PASSAGE FOR REVIEW
....
This summer the New York Times published an article about the choices made by individuals whether to settle their personal injury lawsuits and the typical outcome at trial following these decisions. The article indicated that typically individuals overestimated their likelihood of success at trial and end up doing worse financially as a result of trying the case than they would had they settled it.
The article goes on to discuss choices made by insurance companies and large corporations. Unlike the decision made by most individuals, entities with significant litigation experience typically make better choices and end up doing better at trial than they would have had they settled their cases.
The contrast between the decisions made by individuals and major corporate entities comes as little surprise. The choices made by individuals are more likely to be emotional and are almost uniformly based on information that is inferior (based on both on quantity and quality) to their adversary’s.
The reasons for this information gap between litigants are both simple and complex. It’s apparent that insurance companies, for example, are able to make actuarial decisions based on the outcomes hundreds of thousands of cases whereas even experienced counsel for individuals ends up making anecdotal assessments based on their handling of hundreds or thousands of cases as opposed to hundreds of thousands of cases on the part of the opposing insurance company. But beyond this quantity of reasons, there is also a qualitative heuristic that comes into play.
Individuals underestimate the likelihood of the probable happening (for example, smokers underestimate their likelihood of contracting lung cancer) and overestimate the possibility of the improbable happening (winning the lottery or being killed in a train accident).
....
From the passage about settlement choices, transcribe word for word the part that opens with "The article goes" and closes with "settled their cases.". Draw only on the passage about settlement choices.

Phrase grounding data
....
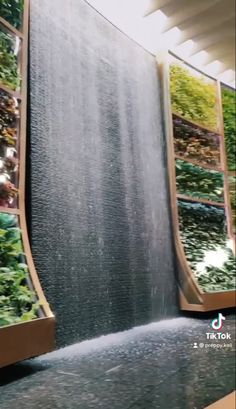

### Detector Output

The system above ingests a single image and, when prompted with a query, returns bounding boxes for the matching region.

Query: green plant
[170,64,217,129]
[0,31,20,90]
[0,0,24,29]
[229,176,236,233]
[0,91,19,157]
[222,87,236,171]
[173,116,220,167]
[178,201,235,292]
[176,159,224,202]
[0,213,39,326]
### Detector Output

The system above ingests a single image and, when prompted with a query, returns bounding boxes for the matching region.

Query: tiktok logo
[211,313,225,331]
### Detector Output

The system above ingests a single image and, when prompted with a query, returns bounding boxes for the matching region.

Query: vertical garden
[170,58,236,293]
[0,0,39,327]
[0,0,54,368]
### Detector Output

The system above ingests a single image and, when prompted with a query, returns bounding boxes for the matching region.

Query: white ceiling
[86,0,235,87]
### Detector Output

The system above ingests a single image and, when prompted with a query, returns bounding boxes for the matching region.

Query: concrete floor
[0,315,235,409]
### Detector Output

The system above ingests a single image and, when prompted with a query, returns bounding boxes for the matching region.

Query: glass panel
[222,87,236,171]
[229,176,236,234]
[0,213,39,327]
[0,0,24,30]
[0,28,20,90]
[176,159,224,202]
[170,59,217,130]
[178,200,235,292]
[173,115,220,168]
[0,91,19,207]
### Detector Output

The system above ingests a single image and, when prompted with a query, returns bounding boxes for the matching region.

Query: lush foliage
[173,116,220,167]
[0,91,18,207]
[222,88,236,170]
[0,31,20,90]
[179,201,235,292]
[0,0,24,29]
[0,213,38,326]
[176,160,224,202]
[0,91,19,148]
[170,64,217,129]
[229,176,236,233]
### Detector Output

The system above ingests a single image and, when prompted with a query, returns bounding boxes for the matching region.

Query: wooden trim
[175,153,224,173]
[0,16,24,39]
[172,111,220,136]
[177,193,225,207]
[0,82,22,100]
[179,289,236,312]
[0,318,55,368]
[0,0,55,367]
[205,391,236,409]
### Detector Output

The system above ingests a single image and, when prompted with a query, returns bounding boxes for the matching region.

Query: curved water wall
[28,0,177,345]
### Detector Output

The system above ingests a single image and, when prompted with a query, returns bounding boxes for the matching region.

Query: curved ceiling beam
[145,0,173,17]
[163,0,221,32]
[175,15,234,46]
[188,25,235,57]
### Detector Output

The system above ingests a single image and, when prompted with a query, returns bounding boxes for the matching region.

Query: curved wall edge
[0,0,55,368]
[157,53,236,312]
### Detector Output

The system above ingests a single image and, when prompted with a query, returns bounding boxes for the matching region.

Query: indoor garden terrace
[0,0,236,409]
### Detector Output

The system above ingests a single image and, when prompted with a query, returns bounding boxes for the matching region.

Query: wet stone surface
[0,316,235,409]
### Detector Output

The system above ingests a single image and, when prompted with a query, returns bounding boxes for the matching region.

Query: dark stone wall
[28,0,177,346]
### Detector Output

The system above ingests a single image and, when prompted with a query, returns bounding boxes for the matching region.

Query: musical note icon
[211,313,226,331]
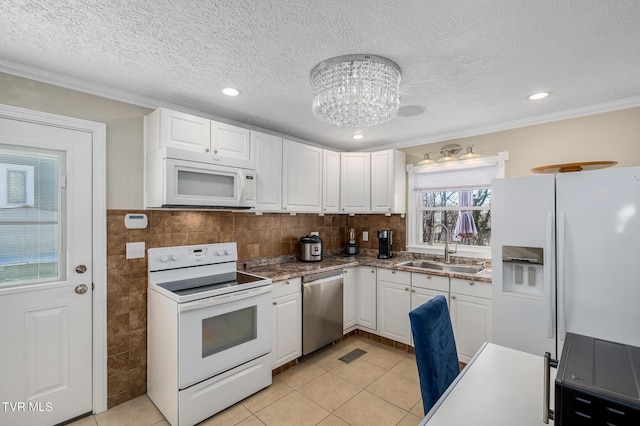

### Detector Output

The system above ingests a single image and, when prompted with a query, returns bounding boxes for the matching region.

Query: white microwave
[146,150,257,209]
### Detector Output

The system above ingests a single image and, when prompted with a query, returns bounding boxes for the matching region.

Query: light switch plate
[126,241,145,259]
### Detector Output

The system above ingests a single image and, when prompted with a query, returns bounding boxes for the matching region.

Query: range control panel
[148,243,238,271]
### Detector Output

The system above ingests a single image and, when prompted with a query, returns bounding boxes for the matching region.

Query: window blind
[413,158,499,192]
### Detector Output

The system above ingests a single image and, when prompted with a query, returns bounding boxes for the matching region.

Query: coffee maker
[378,229,393,259]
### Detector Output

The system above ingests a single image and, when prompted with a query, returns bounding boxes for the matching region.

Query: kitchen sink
[396,260,484,274]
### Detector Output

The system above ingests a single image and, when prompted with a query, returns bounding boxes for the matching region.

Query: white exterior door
[0,118,93,425]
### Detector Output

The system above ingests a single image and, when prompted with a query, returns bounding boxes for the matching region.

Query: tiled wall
[107,210,405,408]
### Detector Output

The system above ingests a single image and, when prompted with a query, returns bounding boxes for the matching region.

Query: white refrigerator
[491,167,640,358]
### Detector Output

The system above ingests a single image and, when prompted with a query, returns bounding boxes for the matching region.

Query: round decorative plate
[531,161,618,173]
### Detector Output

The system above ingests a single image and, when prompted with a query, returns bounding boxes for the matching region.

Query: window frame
[407,152,509,259]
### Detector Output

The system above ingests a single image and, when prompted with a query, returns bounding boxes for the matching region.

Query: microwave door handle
[178,285,273,312]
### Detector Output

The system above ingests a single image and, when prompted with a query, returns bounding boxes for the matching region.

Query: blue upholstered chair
[409,296,460,414]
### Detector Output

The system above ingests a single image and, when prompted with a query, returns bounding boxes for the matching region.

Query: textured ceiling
[0,0,640,150]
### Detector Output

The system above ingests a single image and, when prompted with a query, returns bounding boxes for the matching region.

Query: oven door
[178,285,272,389]
[163,158,255,208]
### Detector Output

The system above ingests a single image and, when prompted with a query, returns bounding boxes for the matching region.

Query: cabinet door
[271,292,302,368]
[449,293,492,362]
[371,149,406,213]
[211,121,256,169]
[251,132,282,211]
[146,108,211,152]
[357,267,377,331]
[322,149,340,213]
[282,139,322,213]
[378,281,411,344]
[340,152,371,213]
[342,268,358,331]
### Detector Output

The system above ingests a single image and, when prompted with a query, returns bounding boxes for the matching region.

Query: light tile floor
[73,336,423,426]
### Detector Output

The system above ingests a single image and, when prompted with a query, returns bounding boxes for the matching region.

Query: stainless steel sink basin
[396,260,484,274]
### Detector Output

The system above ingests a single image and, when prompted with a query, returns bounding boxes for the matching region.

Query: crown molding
[5,59,640,152]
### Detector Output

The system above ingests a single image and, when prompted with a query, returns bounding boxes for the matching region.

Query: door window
[0,145,65,287]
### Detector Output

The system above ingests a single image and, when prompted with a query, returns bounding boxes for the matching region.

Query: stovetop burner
[158,271,264,296]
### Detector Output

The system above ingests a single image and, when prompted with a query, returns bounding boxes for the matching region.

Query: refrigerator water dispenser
[502,246,544,297]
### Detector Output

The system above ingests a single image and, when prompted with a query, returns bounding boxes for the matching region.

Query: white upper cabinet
[211,121,251,168]
[340,152,371,213]
[251,131,282,212]
[371,149,407,213]
[282,139,322,213]
[145,108,211,153]
[322,149,340,213]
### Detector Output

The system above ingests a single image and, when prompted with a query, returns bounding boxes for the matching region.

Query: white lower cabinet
[449,278,493,362]
[356,266,377,331]
[378,269,411,344]
[342,268,359,333]
[271,278,302,368]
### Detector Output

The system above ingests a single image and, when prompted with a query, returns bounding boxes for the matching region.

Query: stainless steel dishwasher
[302,269,342,355]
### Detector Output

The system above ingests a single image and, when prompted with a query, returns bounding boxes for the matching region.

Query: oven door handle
[178,285,273,312]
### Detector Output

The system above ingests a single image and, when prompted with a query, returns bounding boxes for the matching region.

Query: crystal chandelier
[311,55,401,127]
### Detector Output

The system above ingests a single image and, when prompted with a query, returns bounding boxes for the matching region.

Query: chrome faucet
[433,223,458,263]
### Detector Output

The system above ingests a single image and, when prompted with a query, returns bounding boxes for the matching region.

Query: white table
[420,343,554,426]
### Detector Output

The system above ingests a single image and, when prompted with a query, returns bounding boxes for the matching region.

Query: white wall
[0,73,151,209]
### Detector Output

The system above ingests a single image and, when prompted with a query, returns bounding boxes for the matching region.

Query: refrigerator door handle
[544,213,554,339]
[556,212,566,339]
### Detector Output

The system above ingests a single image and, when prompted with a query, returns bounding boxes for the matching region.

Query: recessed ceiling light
[527,92,551,101]
[222,87,240,96]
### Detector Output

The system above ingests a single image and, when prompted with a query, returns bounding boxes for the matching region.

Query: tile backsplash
[107,210,406,408]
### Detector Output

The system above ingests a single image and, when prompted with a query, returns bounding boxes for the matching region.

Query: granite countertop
[238,250,491,283]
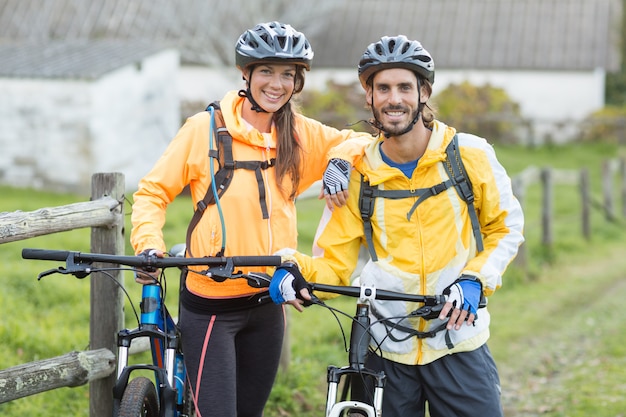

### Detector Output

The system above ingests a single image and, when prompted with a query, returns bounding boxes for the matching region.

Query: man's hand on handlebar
[439,275,482,330]
[135,249,164,285]
[270,262,311,312]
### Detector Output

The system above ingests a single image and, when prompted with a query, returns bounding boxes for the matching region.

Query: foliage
[298,81,371,131]
[432,81,521,144]
[0,142,626,417]
[580,104,626,144]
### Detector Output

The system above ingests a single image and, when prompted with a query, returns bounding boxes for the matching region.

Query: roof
[313,0,621,70]
[0,0,622,71]
[0,40,163,79]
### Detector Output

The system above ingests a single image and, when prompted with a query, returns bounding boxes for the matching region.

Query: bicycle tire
[117,377,159,417]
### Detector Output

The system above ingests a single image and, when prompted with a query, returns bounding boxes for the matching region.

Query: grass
[0,144,626,417]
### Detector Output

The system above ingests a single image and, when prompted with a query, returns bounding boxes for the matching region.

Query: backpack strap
[186,101,276,256]
[359,175,454,262]
[185,101,227,257]
[359,135,484,262]
[444,135,485,252]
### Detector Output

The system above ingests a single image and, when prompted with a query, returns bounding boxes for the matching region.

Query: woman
[131,22,371,417]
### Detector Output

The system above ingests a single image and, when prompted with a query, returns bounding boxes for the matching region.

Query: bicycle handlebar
[22,249,281,269]
[309,283,446,306]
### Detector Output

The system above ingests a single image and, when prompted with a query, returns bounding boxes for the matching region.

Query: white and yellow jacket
[294,121,524,365]
[130,91,372,298]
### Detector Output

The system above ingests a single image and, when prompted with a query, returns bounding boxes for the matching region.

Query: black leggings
[179,303,285,417]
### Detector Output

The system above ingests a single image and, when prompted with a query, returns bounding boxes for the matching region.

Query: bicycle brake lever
[37,267,91,281]
[246,272,272,288]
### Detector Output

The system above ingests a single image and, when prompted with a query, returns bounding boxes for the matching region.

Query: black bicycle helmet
[359,35,435,88]
[235,22,313,70]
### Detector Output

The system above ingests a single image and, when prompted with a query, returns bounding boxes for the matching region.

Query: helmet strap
[237,67,295,113]
[371,76,426,139]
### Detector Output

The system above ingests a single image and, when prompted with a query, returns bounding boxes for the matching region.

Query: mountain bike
[309,283,487,417]
[22,246,281,417]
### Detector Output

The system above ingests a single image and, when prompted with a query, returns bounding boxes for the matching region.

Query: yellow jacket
[294,121,524,365]
[130,91,372,298]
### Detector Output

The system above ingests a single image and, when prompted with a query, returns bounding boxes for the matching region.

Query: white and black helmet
[235,22,313,70]
[359,35,435,88]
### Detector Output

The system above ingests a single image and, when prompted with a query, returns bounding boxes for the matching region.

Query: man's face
[366,68,428,136]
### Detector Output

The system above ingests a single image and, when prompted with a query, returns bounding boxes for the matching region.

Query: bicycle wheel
[117,377,159,417]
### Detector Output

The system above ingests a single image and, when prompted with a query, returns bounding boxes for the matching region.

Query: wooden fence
[512,158,626,269]
[0,173,125,417]
[0,158,626,417]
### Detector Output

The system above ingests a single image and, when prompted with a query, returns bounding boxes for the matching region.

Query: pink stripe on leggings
[193,315,215,417]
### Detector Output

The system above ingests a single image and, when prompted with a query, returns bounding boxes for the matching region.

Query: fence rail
[0,158,626,410]
[0,173,124,417]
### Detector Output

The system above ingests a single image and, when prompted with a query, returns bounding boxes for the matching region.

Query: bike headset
[235,21,313,113]
[358,35,435,138]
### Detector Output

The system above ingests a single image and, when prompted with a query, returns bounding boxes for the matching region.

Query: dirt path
[490,248,626,417]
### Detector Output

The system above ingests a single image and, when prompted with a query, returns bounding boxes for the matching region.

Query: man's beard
[372,106,419,136]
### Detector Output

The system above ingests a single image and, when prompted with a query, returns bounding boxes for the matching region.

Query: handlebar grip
[22,248,70,261]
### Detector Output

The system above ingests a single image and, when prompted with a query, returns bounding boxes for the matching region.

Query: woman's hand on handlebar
[270,262,312,312]
[135,249,164,285]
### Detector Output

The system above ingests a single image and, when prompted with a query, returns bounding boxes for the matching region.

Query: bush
[298,81,372,132]
[432,81,522,143]
[580,106,626,144]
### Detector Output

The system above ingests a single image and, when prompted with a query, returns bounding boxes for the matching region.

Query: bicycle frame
[113,284,187,417]
[22,249,281,417]
[309,283,445,417]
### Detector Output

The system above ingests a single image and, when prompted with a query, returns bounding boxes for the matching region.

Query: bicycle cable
[207,106,226,256]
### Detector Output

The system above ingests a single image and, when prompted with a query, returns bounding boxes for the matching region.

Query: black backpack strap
[444,135,484,252]
[186,101,276,256]
[234,158,276,219]
[359,174,378,262]
[185,101,234,257]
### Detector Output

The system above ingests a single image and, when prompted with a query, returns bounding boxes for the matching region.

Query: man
[270,36,524,417]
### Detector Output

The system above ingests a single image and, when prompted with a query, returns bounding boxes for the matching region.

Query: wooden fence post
[602,161,615,222]
[541,168,554,247]
[89,173,125,417]
[619,157,626,218]
[580,169,591,240]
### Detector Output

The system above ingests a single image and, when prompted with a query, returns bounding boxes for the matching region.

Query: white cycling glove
[270,262,308,304]
[322,158,350,194]
[443,276,482,314]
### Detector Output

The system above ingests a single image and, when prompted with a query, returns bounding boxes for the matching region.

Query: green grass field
[0,144,626,417]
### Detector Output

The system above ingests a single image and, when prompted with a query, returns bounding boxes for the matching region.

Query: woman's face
[248,64,296,113]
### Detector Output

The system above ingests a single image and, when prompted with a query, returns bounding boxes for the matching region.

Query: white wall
[0,51,180,194]
[179,67,605,140]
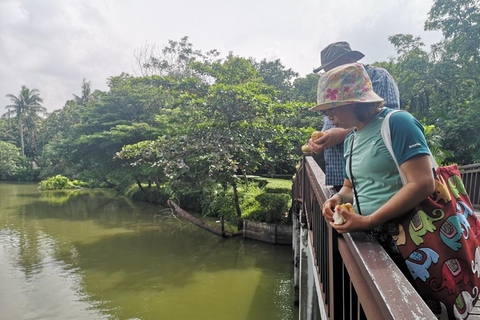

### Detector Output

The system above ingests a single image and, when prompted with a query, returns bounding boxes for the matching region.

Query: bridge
[292,155,480,320]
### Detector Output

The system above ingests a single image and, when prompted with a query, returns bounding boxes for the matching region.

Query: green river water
[0,183,298,320]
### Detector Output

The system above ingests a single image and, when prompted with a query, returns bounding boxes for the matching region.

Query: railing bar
[338,237,386,320]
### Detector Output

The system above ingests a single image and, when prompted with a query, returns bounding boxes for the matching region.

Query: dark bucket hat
[313,41,365,73]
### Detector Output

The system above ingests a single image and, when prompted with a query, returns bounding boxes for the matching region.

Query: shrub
[40,174,88,190]
[248,193,291,223]
[125,184,170,205]
[40,174,75,190]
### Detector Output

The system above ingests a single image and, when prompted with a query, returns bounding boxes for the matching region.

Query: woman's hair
[353,101,385,122]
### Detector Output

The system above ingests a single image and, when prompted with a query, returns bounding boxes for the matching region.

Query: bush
[40,174,88,190]
[248,193,291,223]
[40,174,75,190]
[125,184,170,205]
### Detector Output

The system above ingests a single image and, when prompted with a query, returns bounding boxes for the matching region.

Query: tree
[3,86,46,156]
[0,141,20,180]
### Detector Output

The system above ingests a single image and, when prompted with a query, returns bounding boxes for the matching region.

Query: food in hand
[295,162,301,171]
[312,131,325,142]
[333,203,355,225]
[302,144,312,153]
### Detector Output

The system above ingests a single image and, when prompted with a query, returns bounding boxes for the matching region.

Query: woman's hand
[330,209,373,233]
[322,194,342,222]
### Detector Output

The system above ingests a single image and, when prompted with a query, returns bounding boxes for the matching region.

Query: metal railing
[292,156,435,320]
[458,163,480,209]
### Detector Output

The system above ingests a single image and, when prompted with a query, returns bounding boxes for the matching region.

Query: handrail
[458,163,480,208]
[292,156,435,320]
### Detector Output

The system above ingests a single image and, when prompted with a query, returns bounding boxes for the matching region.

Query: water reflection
[0,183,296,319]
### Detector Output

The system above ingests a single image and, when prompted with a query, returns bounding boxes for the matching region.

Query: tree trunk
[232,183,243,230]
[167,200,240,238]
[18,121,25,157]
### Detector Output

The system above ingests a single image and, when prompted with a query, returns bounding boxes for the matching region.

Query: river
[0,183,298,320]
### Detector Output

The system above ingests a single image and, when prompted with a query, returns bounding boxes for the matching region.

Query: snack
[302,144,312,153]
[312,131,325,141]
[333,202,355,225]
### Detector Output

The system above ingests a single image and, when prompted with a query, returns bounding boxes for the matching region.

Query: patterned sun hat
[310,63,383,111]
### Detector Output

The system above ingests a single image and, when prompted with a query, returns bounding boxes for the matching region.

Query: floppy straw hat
[313,41,365,73]
[310,63,383,111]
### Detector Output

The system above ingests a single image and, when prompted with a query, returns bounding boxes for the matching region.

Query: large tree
[3,86,47,156]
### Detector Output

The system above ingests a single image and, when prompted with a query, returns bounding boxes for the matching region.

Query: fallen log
[167,200,243,238]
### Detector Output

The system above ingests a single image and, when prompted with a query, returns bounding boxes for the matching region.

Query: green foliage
[0,141,21,180]
[125,184,170,205]
[248,193,292,223]
[40,174,87,190]
[204,177,292,223]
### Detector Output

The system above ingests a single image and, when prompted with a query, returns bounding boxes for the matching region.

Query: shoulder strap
[365,65,375,79]
[381,110,438,185]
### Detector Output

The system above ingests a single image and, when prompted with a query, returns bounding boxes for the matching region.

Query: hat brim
[310,94,385,111]
[313,50,365,73]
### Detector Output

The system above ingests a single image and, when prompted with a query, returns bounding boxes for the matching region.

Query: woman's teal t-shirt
[344,108,429,215]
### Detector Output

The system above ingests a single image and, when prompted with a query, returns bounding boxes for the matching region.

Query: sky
[0,0,441,114]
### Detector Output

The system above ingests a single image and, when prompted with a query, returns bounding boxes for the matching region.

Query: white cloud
[0,0,439,112]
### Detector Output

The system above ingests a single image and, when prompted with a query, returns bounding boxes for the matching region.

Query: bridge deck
[468,209,480,320]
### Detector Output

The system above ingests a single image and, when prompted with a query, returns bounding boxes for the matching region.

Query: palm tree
[3,86,47,156]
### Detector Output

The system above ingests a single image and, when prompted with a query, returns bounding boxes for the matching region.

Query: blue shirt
[322,65,400,186]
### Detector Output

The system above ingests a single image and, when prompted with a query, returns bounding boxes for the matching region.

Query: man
[308,41,400,191]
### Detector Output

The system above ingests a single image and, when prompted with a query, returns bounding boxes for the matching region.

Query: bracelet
[330,192,345,203]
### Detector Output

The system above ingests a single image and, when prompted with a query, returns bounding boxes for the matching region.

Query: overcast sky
[0,0,441,113]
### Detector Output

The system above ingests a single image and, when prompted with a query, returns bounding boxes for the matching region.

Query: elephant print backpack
[382,110,480,319]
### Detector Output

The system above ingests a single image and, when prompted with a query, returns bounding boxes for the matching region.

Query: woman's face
[323,104,358,129]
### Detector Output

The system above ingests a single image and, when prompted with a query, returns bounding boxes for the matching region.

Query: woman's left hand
[330,209,373,233]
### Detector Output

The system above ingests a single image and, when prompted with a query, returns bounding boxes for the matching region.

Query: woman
[309,63,435,236]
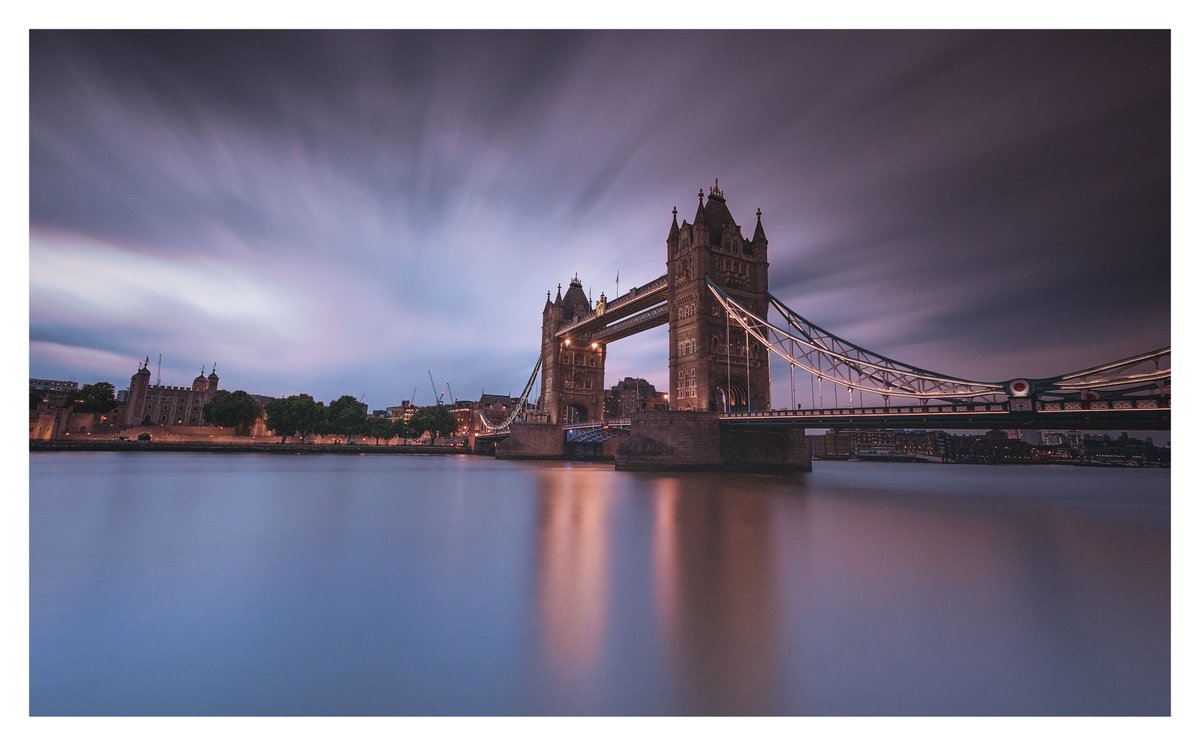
....
ANSWER TO THIS TASK
The article goes on to discuss choices made by insurance companies and large corporations. Unlike the decision made by most individuals, entities with significant litigation experience typically make better choices and end up doing better at trial than they would have had they settled their cases.